── Document extract

Olympic Update: Olympics To Go Smoke-Free Plus Further 2011 Tsunami Remembrance

From a smoke-free Japan Sport Olympic Square to bouquets produced in quake-hit areas, the Tokyo 2020 Olympic and Paralympic Games Organizing Committee plans to bring to light the reconstruction of the areas that were devastated during the 2011 tsunami and earthquake while minimizing the pollution produced during next summer’s Games. Here’s the latest on that and much more in this decade’s last Olympic Update as we ready to enter the Olympic year.

JAPAN AIRLINES TO GIVE AWAY FREE ROUND TRIP FLIGHTS DURING THE GAMES

Per The Japan Times, Japan Airlines will offer free round-trip domestic flight tickets to up to 50,000 foreign tourists during next summer’s Games.

The campaign aims to encourage those who visit for the 2020 Tokyo Olympics and Paralympics to travel to rural areas in the country and experience local attractions.

Japan Airlines will begin accepting applications in late February, with the free tickets to be provided on a first-come, first-served basis.

HOTEL ROOM SHORTAGE EXPECTED DURING THE GAMES

Business Insider reports that an estimated 10 million visitors are expected to descend on Tokyo next summer for the 2020 Olympics. However, the Japanese capital might not have room for them all.

The city is facing a hotel room shortage of an estimated 14,000 rooms each day of the Olympics, per the Nikkei Asian Review, leaving the city scrambling to find alternatives to house millions of tourists.

────
── Source material

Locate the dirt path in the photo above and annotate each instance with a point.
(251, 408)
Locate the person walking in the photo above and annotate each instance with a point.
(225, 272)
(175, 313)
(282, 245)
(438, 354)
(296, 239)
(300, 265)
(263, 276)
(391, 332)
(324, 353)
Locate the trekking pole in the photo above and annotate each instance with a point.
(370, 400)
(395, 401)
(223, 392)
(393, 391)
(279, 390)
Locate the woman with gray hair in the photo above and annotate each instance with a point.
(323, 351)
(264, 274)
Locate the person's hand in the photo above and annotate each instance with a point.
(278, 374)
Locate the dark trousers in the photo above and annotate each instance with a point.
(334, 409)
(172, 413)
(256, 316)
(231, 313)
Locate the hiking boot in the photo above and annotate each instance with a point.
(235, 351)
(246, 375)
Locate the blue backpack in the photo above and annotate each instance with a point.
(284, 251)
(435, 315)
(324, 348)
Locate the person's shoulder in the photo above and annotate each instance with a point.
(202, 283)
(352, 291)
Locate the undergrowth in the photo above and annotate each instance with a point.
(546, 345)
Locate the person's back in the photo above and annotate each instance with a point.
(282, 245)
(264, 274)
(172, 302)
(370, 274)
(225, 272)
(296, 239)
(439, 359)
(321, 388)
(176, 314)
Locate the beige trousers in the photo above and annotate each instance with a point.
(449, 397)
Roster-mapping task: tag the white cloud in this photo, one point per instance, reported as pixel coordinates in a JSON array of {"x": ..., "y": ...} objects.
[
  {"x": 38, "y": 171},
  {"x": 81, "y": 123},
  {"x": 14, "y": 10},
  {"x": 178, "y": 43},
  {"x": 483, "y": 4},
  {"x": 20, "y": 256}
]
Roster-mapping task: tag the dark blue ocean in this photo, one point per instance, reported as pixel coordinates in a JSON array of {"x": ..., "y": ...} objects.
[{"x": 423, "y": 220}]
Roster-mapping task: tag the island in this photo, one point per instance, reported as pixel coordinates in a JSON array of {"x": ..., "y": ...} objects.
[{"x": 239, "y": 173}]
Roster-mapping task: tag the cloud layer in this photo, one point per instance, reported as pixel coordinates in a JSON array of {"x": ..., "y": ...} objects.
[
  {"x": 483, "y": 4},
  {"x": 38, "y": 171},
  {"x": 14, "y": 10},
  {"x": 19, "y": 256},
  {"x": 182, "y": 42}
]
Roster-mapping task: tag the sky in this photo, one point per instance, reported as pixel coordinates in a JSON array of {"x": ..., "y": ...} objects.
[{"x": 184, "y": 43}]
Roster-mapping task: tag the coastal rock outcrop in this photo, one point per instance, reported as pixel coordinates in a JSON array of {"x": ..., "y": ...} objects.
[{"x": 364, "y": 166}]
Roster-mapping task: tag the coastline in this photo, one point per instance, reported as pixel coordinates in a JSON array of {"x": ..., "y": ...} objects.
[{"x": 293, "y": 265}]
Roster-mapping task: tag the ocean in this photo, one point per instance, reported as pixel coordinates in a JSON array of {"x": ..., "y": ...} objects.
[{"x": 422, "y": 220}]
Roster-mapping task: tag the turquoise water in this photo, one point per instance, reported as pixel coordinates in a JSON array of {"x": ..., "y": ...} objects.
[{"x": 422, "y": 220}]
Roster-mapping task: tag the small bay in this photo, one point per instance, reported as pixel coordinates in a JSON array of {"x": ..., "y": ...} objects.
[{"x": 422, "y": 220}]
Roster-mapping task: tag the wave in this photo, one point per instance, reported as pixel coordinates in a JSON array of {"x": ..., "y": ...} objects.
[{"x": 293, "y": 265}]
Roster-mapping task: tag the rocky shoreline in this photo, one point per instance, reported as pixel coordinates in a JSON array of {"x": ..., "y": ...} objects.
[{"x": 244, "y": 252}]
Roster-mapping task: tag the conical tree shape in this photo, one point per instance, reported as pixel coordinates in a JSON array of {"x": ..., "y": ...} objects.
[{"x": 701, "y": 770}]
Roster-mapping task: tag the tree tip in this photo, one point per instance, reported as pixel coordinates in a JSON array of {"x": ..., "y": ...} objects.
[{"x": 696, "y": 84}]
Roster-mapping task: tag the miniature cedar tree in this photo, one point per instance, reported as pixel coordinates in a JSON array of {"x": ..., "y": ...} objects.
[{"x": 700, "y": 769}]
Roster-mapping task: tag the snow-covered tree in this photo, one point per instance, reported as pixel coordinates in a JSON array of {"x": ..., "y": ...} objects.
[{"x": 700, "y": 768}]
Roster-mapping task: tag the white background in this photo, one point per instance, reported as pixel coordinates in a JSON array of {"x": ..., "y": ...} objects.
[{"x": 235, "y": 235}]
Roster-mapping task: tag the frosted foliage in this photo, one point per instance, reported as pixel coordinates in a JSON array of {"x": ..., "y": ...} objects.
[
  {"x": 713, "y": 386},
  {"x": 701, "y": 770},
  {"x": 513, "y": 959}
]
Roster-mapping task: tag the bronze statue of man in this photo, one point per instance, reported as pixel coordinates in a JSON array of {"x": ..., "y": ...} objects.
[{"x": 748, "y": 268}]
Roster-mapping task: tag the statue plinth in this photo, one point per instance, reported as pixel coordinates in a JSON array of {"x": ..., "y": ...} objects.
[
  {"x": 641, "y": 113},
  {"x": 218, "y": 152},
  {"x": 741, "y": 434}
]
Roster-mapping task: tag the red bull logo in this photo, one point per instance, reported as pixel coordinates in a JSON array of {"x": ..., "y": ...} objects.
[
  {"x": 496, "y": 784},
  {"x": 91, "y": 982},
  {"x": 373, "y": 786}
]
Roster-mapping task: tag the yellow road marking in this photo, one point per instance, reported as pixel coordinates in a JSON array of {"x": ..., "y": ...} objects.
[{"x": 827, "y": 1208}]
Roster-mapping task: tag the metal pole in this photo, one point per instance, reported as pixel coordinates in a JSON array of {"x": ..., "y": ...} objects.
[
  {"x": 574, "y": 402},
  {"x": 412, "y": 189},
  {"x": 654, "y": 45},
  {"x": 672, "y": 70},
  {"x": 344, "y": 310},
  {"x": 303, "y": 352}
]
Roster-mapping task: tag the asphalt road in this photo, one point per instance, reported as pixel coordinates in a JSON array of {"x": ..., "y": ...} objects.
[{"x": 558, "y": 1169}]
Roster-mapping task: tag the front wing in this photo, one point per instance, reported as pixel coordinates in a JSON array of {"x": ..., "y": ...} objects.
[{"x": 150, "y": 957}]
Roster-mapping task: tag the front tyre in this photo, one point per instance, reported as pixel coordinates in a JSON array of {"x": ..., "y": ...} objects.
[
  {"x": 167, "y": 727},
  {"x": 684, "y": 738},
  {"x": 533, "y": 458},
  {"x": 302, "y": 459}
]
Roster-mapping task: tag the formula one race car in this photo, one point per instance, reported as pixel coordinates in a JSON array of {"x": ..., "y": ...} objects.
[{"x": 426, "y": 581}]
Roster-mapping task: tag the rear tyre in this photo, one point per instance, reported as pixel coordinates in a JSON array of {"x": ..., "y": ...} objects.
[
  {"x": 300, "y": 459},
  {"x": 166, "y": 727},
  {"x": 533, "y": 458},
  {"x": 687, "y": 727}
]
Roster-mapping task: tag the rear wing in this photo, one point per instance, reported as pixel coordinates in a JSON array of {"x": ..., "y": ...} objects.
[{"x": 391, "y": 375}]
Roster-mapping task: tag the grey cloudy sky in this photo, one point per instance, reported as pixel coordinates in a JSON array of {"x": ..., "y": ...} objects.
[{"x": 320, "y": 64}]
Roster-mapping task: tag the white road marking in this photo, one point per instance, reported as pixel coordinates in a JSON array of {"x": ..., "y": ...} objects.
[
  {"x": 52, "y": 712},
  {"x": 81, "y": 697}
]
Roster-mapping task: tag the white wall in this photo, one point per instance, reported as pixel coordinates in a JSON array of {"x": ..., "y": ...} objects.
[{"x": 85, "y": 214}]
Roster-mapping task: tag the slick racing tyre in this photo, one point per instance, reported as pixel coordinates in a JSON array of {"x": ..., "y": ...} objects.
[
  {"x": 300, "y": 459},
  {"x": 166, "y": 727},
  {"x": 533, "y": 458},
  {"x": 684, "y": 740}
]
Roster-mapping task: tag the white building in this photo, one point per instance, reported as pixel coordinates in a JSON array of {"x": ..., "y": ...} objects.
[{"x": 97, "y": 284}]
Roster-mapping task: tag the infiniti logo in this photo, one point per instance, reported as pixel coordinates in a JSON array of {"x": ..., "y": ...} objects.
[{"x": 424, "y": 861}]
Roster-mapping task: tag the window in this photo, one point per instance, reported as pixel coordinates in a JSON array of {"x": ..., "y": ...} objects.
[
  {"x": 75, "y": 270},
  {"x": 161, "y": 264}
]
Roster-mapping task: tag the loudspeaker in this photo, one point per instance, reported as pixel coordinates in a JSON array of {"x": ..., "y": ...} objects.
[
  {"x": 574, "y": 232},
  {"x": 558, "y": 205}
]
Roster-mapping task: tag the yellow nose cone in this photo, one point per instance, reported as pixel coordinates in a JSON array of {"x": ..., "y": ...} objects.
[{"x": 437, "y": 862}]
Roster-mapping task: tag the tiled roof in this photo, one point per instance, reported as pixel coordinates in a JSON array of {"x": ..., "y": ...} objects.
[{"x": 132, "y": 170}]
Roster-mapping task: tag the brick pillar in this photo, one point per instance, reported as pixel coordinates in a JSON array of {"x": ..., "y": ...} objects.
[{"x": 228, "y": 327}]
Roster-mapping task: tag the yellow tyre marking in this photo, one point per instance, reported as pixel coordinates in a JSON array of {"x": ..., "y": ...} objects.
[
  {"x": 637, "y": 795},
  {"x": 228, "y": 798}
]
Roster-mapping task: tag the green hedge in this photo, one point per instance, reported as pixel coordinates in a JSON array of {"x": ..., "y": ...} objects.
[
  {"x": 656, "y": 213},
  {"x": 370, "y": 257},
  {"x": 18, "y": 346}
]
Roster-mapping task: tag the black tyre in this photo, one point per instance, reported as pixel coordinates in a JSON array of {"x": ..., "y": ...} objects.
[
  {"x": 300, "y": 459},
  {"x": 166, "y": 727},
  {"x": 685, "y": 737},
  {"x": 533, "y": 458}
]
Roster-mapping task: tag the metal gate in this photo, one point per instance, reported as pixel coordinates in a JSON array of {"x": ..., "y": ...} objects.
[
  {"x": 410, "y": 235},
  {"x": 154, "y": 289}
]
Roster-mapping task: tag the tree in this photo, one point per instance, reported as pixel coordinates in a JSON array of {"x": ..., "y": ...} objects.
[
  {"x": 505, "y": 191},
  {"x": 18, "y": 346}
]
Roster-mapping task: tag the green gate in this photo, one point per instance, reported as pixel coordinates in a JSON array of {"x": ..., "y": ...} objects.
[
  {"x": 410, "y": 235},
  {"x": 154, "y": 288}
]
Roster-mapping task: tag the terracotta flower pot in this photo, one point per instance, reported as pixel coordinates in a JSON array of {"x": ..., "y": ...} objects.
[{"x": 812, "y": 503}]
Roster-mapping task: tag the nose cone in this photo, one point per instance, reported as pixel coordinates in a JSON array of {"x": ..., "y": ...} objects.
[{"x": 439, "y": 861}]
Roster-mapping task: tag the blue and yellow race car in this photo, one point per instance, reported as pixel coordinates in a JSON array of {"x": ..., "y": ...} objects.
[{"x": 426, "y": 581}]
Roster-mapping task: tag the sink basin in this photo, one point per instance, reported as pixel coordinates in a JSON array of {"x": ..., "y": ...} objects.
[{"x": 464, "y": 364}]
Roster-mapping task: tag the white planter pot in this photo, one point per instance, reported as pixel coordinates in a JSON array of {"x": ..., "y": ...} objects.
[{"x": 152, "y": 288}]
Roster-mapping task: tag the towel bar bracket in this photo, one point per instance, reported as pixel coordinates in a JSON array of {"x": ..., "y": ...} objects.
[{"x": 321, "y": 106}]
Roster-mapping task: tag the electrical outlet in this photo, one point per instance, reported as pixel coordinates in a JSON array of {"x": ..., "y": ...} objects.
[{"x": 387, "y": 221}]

────

Problems to solve:
1 – Rewrite the paragraph beginning "From a smoke-free Japan Sport Olympic Square" in the Olympic update more briefly, keeping its main facts.
2 – Please give a continuation of the Olympic update, starting after its last sentence.

Response list:
1 – The Tokyo 2020 Olympic and Paralympic Games Organizing Committee plans to highlight the reconstruction of areas devastated by the 2011 tsunami and earthquake and to minimize pollution during next summer's Games. Its measures range from a smoke-free Japan Sport Olympic Square to bouquets produced in quake-hit areas. This is the decade's last Olympic Update before the Olympic year begins.

2 –
Earlier last summer we reported that one strategy to combat the room shortage is for cruise ships docked at the Tokyo International Cruise Terminal to be turned into floating hotels. This conversion would present an estimated 2,116 rooms, with the cities of Yokohama and Kawasaki planning to follow suit.

OLYMPICS COST TO EXCEED ORIGINAL FORECAST

Per the LA Times, Japan could end up spending more than $26 billion on the 2020 Summer Olympics and Paralympics — far more than the $7.3 billion originally forecast — according to estimates released earlier this month.

Japanese media have placed overall spending between $26 billion and $28 billion, more than tripling the cost officials predicted when the International Olympic Committee selected the Japanese capital as host in the fall of 2013.

JAPAN SPORT OLYMPIC SQUARE TO GO SMOKE-FREE

According to Japanese news agency Kyodo, Japan Sport Olympic Square, one of the major administrative hubs for the 2020 Tokyo Games, will become completely smoke-free from next year, the Japanese Olympic Committee said Wednesday.

The Japanese Olympic Committee and Japan’s Sports Association, which share the site with several other sporting bodies, said the smoking room will be removed from the building come April 1.

According to the two organizations, the move is aimed at “preventing health damage from passive smoking and establishing a healthy working environment,” while also improving the image of Japan’s sporting bodies.

While smoking areas are a feature of many facilities used by the public in Japan, competition venues at the Tokyo Games will be completely smoke-free.

A new law targeting smoking took effect in Japan in July, banning people from lighting up indoors on government agency, school, and hospital establishments, with bars or restaurants to face similar rule changes next year.

OLYMPIC MEDALISTS WILL BE AWARDED BOUQUETS FROM 2011 QUAKE-HIT AREAS

Per Japanese news agency Kyodo, the 2020 Tokyo Games Organizing Committee plans to use flowers produced in areas struck by the 2011 earthquake and tsunami for victory bouquets awarded to Olympic and Paralympic medalists.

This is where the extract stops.